Selection:
Claus Reinke wrote:
I'm thinking more about things like phantom types, rank-N
polymorphism, functional dependencies, GADTs, etc etc etc that nobody
this seems to be overly polymorphic in generalising over all types of
Haskell programmers, rather than admitting the existence of some types
of programmers who might have different values. qualifying such
generalisations by grouping types of programmers into classes with
different methods would seem a more Haskellish way, don't you think?-)
and although it isn't nice to typecast people, sometimes one only needs
to know the type, not the person, and sometime one needs even less
information, such as a property of a type or its relation to other
types. and especially if one is interested in relationships between
different types, it is helpful to know if one type of person in such a
relationship always occurs in combination with one and the same other
type. and if there are times when one might even generalise over
generalisations (although one doesn't like to generalise over so many
people all at once;-), there are other times when one might need to be
rather specific about which of several possible alternative types one is
putting together in a single construction.

Named object pointing entries:
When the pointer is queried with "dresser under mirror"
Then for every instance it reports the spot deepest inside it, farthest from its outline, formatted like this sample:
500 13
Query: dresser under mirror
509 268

The request:
According to the Haskell message, what would be a more Haskellish way than generalising over all types of Haskell programmers?

Result below:
Qualifying such generalisations by grouping types of programmers into classes with different methods.